[Exercise passage — start]

Excitatory amino acid inhibiting drugs for traumatic brain injury

Brain injury can start a cascade of damage to brain tissue. Release into the brain of excess excitatory amino acids is thought to begin this process. Drugs which stop the release of excitatory amino acids or which block them may reduce brain damage. Studies have been done in patients with stroke as well as traumatic brain injury. The review found that the results from most drug trials with brain injured patients have not been published. There is therefore not enough evidence about the effects of excitatory amino acid inhibiting drugs for traumatic brain injury, and more published trials are needed.

Authors' conclusions: 

The case for efficacy of excitatory amino acid inhibitor therapy remains unproven. To date, no product has proven to be efficacious (as determined by the criteria applied) for improving the outcomes of brain-injured patients. Early termination, unpublished, and underpowered studies limit a clear appreciation of the merits of this form of intervention. Additional studies, some of which remain in progress, may more clearly define the efficacy and effectiveness issues.

Read the full abstract...

Glutamate is the principal excitatory neurotransmitter in the brain. Injury to the brain can cause an ionic imbalance in cerebral tissue, creating an excitotoxic cascade involving glutamate and other excitatory amino acids, that leads to neuronal death in the tissue surrounding the original injury site. Research has centred around inhibiting this increase in excitatory amino acid during injury either pre- or post-synaptically. Animal studies appeared promising, but as yet, those results have not been repeated in human clinical trials.


To assess systematically the efficacy of excitatory amino acid inhibitors on improving patient outcome following traumatic brain injury.

[Exercise passage — finish]

**Work item**
From the review summary on drugs for traumatic brain injury, return word for word the passage starting with "Glutamate is the" and going on through "human clinical trials.".

[Information given — start]

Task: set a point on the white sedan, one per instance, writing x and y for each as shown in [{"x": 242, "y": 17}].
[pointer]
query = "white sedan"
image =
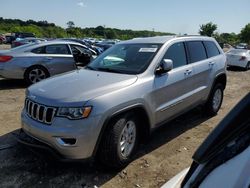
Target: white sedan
[{"x": 239, "y": 58}]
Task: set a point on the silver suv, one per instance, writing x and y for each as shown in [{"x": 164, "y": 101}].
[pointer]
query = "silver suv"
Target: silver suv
[{"x": 106, "y": 108}]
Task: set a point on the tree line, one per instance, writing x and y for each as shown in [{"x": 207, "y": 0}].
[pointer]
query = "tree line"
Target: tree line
[
  {"x": 210, "y": 28},
  {"x": 50, "y": 30}
]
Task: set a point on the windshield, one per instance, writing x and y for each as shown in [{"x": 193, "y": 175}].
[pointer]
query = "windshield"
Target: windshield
[
  {"x": 22, "y": 47},
  {"x": 125, "y": 58},
  {"x": 237, "y": 51}
]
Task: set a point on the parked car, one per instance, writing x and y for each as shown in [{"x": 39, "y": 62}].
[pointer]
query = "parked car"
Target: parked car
[
  {"x": 105, "y": 44},
  {"x": 9, "y": 39},
  {"x": 242, "y": 46},
  {"x": 85, "y": 44},
  {"x": 34, "y": 62},
  {"x": 23, "y": 35},
  {"x": 20, "y": 42},
  {"x": 223, "y": 159},
  {"x": 105, "y": 109},
  {"x": 238, "y": 58},
  {"x": 2, "y": 39}
]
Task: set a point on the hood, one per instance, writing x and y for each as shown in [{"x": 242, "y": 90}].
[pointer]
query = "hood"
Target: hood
[{"x": 77, "y": 87}]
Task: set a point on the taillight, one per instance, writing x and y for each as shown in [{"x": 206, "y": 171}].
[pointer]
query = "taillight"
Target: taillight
[
  {"x": 242, "y": 58},
  {"x": 5, "y": 58}
]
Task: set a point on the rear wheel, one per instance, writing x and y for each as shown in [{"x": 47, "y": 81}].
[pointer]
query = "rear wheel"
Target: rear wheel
[
  {"x": 35, "y": 74},
  {"x": 215, "y": 99},
  {"x": 120, "y": 142}
]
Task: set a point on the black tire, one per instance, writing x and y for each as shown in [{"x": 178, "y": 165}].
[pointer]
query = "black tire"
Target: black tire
[
  {"x": 215, "y": 99},
  {"x": 42, "y": 73},
  {"x": 110, "y": 152}
]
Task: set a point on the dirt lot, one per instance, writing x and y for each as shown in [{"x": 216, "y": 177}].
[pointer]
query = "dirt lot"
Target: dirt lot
[{"x": 168, "y": 151}]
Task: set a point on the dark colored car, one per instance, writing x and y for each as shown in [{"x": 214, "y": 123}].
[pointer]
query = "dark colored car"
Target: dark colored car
[
  {"x": 9, "y": 39},
  {"x": 27, "y": 40},
  {"x": 105, "y": 44},
  {"x": 2, "y": 39}
]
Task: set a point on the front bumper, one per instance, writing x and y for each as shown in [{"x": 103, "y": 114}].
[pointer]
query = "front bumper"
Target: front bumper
[{"x": 72, "y": 139}]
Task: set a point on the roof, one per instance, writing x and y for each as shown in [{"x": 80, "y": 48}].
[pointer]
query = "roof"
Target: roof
[{"x": 163, "y": 39}]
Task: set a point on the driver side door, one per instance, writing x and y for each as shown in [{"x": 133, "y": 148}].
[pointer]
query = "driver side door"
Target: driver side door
[{"x": 172, "y": 90}]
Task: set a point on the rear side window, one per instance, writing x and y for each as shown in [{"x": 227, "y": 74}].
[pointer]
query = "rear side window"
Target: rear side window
[
  {"x": 211, "y": 49},
  {"x": 40, "y": 50},
  {"x": 196, "y": 51},
  {"x": 57, "y": 49},
  {"x": 177, "y": 54}
]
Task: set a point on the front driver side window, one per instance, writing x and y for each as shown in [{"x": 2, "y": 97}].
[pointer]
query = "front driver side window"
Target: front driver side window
[{"x": 177, "y": 54}]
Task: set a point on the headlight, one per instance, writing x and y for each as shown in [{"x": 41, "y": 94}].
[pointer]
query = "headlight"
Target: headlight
[{"x": 74, "y": 113}]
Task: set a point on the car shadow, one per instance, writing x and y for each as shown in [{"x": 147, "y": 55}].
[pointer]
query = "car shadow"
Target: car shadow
[
  {"x": 12, "y": 84},
  {"x": 23, "y": 167},
  {"x": 236, "y": 69}
]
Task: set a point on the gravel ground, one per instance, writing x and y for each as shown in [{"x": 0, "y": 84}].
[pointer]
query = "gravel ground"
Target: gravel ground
[{"x": 168, "y": 151}]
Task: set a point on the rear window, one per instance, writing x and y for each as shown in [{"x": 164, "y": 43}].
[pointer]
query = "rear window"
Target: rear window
[
  {"x": 236, "y": 51},
  {"x": 52, "y": 49},
  {"x": 211, "y": 49},
  {"x": 196, "y": 51},
  {"x": 40, "y": 50},
  {"x": 57, "y": 49}
]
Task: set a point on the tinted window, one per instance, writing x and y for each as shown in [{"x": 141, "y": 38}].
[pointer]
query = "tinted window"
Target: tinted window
[
  {"x": 57, "y": 49},
  {"x": 196, "y": 51},
  {"x": 40, "y": 50},
  {"x": 76, "y": 49},
  {"x": 211, "y": 48},
  {"x": 126, "y": 58},
  {"x": 177, "y": 54}
]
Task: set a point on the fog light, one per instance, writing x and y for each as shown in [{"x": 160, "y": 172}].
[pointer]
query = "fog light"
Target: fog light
[{"x": 66, "y": 141}]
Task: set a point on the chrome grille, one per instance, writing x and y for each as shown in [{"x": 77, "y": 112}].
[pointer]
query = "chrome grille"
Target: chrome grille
[{"x": 39, "y": 112}]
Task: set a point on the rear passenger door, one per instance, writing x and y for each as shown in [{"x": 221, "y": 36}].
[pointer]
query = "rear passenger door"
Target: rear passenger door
[
  {"x": 56, "y": 57},
  {"x": 200, "y": 55},
  {"x": 172, "y": 90}
]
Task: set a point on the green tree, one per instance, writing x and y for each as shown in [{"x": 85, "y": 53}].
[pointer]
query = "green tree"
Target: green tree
[
  {"x": 207, "y": 29},
  {"x": 245, "y": 34},
  {"x": 70, "y": 24}
]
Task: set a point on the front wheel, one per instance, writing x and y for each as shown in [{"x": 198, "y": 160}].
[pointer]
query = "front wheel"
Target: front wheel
[
  {"x": 119, "y": 142},
  {"x": 215, "y": 100}
]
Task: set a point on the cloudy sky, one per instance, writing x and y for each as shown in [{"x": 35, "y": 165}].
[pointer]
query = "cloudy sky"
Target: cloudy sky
[{"x": 181, "y": 16}]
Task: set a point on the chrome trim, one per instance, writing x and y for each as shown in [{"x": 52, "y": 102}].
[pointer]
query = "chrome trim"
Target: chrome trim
[{"x": 30, "y": 107}]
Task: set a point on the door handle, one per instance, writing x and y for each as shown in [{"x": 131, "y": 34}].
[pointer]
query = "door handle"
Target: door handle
[
  {"x": 49, "y": 58},
  {"x": 188, "y": 72},
  {"x": 211, "y": 64}
]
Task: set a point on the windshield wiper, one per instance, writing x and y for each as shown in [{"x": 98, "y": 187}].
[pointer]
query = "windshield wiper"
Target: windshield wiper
[
  {"x": 89, "y": 67},
  {"x": 109, "y": 70}
]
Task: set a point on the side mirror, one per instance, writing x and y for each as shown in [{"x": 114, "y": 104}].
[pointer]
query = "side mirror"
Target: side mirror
[{"x": 165, "y": 66}]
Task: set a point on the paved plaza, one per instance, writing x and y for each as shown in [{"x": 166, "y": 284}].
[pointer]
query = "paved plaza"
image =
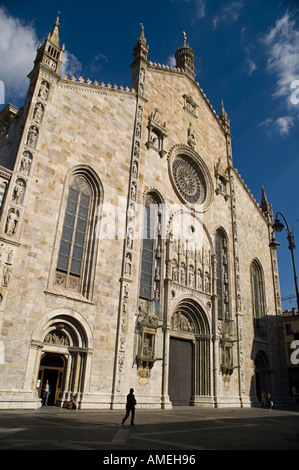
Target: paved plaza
[{"x": 185, "y": 429}]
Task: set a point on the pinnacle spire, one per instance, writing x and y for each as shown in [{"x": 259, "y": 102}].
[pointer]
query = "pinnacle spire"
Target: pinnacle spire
[
  {"x": 184, "y": 57},
  {"x": 141, "y": 49},
  {"x": 223, "y": 116},
  {"x": 50, "y": 53},
  {"x": 54, "y": 36},
  {"x": 265, "y": 206}
]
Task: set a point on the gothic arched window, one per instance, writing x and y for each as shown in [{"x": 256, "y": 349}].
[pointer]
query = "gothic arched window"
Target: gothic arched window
[
  {"x": 151, "y": 249},
  {"x": 222, "y": 276},
  {"x": 258, "y": 297},
  {"x": 77, "y": 250}
]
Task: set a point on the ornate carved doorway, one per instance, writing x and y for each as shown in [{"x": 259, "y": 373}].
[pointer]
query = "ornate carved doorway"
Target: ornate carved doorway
[
  {"x": 189, "y": 372},
  {"x": 52, "y": 368},
  {"x": 61, "y": 351},
  {"x": 180, "y": 371}
]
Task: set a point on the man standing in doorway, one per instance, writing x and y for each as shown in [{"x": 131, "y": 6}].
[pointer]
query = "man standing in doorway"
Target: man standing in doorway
[{"x": 130, "y": 407}]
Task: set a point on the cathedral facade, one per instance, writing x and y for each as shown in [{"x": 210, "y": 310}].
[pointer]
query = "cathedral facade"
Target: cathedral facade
[{"x": 132, "y": 254}]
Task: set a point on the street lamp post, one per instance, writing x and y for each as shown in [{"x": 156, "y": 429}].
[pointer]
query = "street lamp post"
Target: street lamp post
[{"x": 278, "y": 226}]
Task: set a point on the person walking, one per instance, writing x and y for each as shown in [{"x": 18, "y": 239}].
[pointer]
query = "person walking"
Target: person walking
[
  {"x": 46, "y": 393},
  {"x": 269, "y": 402},
  {"x": 130, "y": 407}
]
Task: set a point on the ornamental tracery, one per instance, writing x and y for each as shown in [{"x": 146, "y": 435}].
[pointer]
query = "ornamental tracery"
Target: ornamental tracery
[
  {"x": 190, "y": 176},
  {"x": 189, "y": 180}
]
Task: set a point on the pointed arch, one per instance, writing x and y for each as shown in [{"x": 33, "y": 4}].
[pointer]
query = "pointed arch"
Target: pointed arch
[
  {"x": 222, "y": 273},
  {"x": 79, "y": 232},
  {"x": 151, "y": 265},
  {"x": 258, "y": 297}
]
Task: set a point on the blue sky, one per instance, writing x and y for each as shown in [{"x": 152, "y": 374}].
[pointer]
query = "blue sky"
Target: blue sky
[{"x": 246, "y": 53}]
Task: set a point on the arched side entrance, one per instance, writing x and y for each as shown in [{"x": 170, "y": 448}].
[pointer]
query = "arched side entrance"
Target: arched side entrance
[
  {"x": 189, "y": 373},
  {"x": 61, "y": 353},
  {"x": 262, "y": 372},
  {"x": 52, "y": 368}
]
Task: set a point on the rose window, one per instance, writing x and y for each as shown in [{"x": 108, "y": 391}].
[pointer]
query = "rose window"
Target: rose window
[{"x": 189, "y": 179}]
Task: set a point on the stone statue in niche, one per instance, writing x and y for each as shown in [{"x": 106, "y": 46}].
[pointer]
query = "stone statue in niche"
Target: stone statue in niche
[
  {"x": 32, "y": 136},
  {"x": 12, "y": 221},
  {"x": 38, "y": 113},
  {"x": 180, "y": 322},
  {"x": 6, "y": 276},
  {"x": 44, "y": 91},
  {"x": 19, "y": 191},
  {"x": 133, "y": 191},
  {"x": 174, "y": 271},
  {"x": 137, "y": 149},
  {"x": 9, "y": 257},
  {"x": 128, "y": 264},
  {"x": 26, "y": 162},
  {"x": 191, "y": 137},
  {"x": 135, "y": 169},
  {"x": 130, "y": 238}
]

[Information given — finish]

**Result of the task**
Glutamate is the principal excitatory neurotransmitter in the brain. Injury to the brain can cause an ionic imbalance in cerebral tissue, creating an excitotoxic cascade involving glutamate and other excitatory amino acids, that leads to neuronal death in the tissue surrounding the original injury site. Research has centred around inhibiting this increase in excitatory amino acid during injury either pre- or post-synaptically. Animal studies appeared promising, but as yet, those results have not been repeated in human clinical trials.